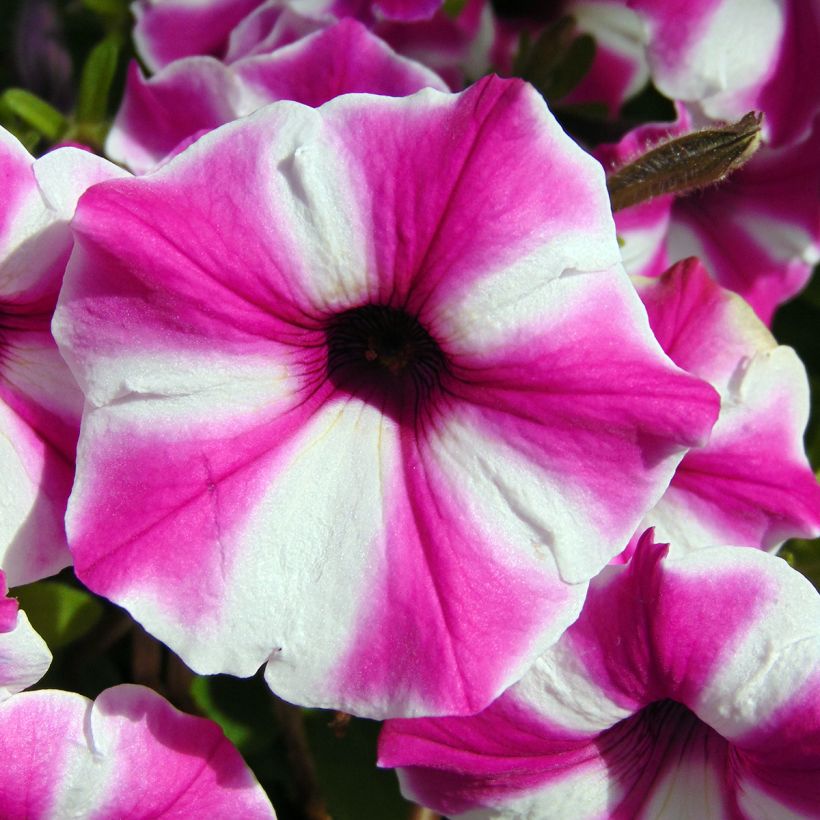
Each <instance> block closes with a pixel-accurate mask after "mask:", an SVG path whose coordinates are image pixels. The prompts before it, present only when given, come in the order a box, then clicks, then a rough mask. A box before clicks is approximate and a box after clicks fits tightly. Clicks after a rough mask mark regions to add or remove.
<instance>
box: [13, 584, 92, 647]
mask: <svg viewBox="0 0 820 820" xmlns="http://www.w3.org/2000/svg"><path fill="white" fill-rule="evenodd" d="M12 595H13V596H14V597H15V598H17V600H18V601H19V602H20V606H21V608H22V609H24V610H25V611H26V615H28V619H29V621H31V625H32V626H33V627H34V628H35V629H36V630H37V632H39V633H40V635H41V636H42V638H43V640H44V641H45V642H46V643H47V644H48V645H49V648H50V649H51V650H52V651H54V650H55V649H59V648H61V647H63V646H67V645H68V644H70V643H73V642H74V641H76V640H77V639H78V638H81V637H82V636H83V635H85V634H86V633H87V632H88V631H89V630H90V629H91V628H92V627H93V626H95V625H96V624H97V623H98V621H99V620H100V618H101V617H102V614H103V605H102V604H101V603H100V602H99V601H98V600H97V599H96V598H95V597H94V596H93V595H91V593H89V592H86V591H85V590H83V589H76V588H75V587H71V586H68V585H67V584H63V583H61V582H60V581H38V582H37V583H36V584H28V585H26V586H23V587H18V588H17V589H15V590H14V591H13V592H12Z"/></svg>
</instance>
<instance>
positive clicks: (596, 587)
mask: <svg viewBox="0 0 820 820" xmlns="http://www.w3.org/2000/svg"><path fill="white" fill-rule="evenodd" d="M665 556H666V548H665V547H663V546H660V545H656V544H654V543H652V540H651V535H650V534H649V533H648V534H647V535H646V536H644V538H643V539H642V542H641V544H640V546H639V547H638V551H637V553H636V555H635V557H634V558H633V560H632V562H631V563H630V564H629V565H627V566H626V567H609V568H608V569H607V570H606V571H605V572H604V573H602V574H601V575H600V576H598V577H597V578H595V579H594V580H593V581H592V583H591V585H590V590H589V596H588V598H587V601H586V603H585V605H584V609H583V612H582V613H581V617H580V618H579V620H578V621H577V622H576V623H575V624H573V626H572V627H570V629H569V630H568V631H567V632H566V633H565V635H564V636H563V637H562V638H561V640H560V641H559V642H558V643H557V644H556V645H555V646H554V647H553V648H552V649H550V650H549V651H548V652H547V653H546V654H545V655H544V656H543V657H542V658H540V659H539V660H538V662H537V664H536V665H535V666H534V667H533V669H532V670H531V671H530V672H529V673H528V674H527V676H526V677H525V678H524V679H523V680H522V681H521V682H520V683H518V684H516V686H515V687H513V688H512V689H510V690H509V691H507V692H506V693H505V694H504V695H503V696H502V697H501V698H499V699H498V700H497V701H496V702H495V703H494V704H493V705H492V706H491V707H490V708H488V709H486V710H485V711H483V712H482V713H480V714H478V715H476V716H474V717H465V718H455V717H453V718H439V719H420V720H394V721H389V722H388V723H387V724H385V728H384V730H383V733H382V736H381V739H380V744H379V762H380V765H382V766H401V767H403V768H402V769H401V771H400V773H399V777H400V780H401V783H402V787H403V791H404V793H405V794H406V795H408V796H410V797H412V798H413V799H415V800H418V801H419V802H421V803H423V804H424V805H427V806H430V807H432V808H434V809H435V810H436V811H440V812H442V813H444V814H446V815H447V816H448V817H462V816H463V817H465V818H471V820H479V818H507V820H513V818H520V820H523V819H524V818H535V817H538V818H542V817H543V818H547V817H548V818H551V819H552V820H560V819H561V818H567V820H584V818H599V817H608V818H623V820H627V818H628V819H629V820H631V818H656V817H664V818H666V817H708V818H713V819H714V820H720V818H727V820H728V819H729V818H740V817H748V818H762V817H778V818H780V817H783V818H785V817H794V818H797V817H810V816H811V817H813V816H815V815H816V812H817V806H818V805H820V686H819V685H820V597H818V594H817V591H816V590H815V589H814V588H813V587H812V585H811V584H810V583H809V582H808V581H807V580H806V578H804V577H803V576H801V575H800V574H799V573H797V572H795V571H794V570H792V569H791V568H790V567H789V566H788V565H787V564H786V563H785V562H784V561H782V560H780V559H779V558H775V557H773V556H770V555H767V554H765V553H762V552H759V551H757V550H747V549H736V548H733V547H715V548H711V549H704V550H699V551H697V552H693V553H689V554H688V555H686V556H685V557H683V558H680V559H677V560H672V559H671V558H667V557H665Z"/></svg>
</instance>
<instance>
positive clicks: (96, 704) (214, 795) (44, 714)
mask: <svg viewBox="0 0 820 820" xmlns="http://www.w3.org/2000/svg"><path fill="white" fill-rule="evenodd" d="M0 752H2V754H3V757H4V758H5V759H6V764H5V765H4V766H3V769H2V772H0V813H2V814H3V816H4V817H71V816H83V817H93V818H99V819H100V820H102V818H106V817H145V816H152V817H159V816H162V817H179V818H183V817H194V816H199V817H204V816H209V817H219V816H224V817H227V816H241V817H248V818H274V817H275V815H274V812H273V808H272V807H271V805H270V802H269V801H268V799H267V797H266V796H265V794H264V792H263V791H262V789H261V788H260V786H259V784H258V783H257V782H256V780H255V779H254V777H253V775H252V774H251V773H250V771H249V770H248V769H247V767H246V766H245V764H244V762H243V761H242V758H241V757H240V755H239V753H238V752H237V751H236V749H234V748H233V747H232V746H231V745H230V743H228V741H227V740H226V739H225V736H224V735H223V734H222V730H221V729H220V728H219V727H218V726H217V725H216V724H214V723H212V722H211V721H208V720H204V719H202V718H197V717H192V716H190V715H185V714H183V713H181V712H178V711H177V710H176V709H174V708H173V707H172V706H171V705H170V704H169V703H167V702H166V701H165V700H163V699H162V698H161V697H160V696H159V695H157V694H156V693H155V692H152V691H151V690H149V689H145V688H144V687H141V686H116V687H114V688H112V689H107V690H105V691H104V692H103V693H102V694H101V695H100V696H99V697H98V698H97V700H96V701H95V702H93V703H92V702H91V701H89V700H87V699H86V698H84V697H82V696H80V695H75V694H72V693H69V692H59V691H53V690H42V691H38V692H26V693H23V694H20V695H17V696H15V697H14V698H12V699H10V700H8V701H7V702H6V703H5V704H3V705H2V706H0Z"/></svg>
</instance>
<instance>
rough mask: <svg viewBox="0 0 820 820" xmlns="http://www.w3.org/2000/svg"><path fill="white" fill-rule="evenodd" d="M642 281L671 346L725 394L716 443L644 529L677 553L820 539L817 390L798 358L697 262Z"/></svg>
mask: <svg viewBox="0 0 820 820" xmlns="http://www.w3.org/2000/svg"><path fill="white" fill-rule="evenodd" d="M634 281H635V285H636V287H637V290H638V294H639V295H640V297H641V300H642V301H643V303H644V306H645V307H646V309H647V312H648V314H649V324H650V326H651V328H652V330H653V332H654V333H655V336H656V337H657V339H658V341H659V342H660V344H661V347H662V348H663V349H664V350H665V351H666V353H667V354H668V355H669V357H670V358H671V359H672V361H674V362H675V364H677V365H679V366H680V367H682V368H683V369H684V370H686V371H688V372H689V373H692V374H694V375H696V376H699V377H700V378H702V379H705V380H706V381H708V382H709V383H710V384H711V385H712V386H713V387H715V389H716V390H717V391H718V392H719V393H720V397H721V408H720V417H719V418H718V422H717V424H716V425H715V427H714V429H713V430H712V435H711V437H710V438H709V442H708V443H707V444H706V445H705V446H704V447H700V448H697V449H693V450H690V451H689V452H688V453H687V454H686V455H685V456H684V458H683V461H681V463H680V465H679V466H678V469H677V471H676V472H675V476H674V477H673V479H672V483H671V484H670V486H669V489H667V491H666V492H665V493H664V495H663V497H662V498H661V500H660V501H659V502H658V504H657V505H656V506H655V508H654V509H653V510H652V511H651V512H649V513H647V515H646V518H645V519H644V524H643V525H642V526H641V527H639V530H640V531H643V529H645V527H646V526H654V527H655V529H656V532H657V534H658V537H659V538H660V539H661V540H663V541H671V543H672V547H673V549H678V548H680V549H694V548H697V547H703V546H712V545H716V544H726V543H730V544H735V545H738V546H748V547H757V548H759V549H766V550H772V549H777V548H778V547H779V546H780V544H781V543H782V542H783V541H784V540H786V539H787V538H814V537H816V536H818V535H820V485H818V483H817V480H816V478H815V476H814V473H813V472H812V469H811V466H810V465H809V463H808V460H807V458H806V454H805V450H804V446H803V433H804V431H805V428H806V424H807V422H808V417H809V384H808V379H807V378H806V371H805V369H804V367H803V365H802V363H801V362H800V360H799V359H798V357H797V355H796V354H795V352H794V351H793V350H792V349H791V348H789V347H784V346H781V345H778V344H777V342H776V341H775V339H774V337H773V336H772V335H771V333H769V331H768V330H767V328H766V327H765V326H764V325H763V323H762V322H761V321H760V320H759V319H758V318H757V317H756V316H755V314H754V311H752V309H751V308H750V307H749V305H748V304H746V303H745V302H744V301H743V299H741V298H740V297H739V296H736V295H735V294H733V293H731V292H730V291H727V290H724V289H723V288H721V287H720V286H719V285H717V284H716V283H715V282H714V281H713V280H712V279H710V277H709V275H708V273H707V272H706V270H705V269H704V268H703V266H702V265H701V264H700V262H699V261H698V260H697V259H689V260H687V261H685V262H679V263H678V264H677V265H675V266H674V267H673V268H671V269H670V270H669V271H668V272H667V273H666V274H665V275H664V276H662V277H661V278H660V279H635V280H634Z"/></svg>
—————
> What you will do: Search the entries for the word "rough" and gather every line where it appears.

> Task solution:
Each <instance> block closes with a pixel-accurate mask after "mask:", an SVG path whose coordinates are image pixels. The prompts before it, present only when given, come in the order a box, then clicks, then a rough mask. A box before clicks is approximate and a box after clicks fits tightly. Clicks after a rough mask mark regions to add or remove.
rough mask: <svg viewBox="0 0 820 820" xmlns="http://www.w3.org/2000/svg"><path fill="white" fill-rule="evenodd" d="M642 281L671 346L725 394L716 443L644 529L677 553L820 539L817 390L798 358L697 262Z"/></svg>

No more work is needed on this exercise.